Collected data entries:
===

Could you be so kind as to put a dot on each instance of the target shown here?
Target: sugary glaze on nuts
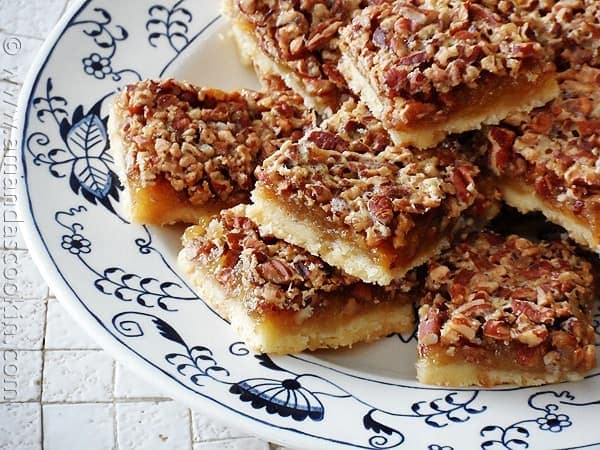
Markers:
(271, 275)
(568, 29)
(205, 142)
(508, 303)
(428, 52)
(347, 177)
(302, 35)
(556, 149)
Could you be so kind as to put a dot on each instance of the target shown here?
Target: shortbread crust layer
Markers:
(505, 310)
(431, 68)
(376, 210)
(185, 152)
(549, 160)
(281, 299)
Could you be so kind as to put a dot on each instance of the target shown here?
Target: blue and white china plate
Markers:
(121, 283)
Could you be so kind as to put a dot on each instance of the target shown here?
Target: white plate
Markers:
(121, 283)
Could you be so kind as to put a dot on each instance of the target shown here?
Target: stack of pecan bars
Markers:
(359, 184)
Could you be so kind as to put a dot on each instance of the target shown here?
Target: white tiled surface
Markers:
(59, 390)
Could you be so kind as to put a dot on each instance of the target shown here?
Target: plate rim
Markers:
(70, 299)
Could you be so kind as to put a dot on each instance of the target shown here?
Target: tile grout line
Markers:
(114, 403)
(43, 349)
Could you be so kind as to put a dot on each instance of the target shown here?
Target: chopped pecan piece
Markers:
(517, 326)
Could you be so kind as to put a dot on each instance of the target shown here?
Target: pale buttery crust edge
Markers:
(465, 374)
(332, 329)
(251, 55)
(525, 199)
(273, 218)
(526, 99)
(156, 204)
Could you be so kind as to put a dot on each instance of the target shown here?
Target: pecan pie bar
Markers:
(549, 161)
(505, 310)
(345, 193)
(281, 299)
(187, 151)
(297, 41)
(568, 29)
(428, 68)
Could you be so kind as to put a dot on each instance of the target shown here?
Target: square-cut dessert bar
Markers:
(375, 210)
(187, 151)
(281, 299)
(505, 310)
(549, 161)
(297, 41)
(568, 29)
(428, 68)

===

Action item: Only an exact copy of the records counts as an answer. Leave out the images.

Task result:
Could you be so kind as to put a dot on each instance of the target shown here?
Target: sugary glaze on nuts
Markers:
(271, 275)
(568, 29)
(205, 142)
(508, 303)
(428, 52)
(347, 177)
(302, 35)
(556, 149)
Could you be so kind as to put a dot on each instance of the target shown here?
Target: shortbread crust layer
Markers:
(505, 310)
(431, 68)
(376, 210)
(185, 152)
(549, 160)
(281, 299)
Could you be so kind as to put a dot on each instance of the target shown here?
Target: blue and white china plate
Markers:
(121, 283)
Could you be so kind as to put a dot on each instance of the target shown here?
Target: white plate
Markers:
(121, 283)
Could you be so kind as to put a dot on each instance of the target shown here?
Target: stack of pecan bars
Markers:
(359, 184)
Could you be so kind as to put a dot on each instance of the target shown here?
Target: white tiled surface
Markers:
(59, 390)
Could you be so kind as to put a dot on each instance of the target shown here?
Target: plate rim
Markers:
(70, 299)
Could you be so kind as to put a dot on each instance of the target shown here?
Target: tile grout line
Markers:
(114, 403)
(43, 349)
Could you be so kind as to put a dot on each instance of the target shown here?
Target: chopped pecan piece
Markers:
(517, 326)
Could you be so kind as to put a dot on each instance of the target shown here?
Target: pale buttery crust edge
Markers:
(465, 374)
(332, 329)
(251, 55)
(525, 199)
(273, 218)
(526, 99)
(156, 204)
Could you be so kind as to put a dot on each instance of the target shown here?
Target: pecan pie bar
Markers:
(549, 161)
(505, 310)
(345, 193)
(281, 299)
(187, 151)
(297, 41)
(568, 29)
(428, 68)
Could you be so kind as to put a dot on each instance of the target shown here?
Target: square-cut dessert bar
Markers:
(375, 210)
(187, 151)
(281, 299)
(505, 310)
(549, 161)
(297, 41)
(568, 29)
(428, 68)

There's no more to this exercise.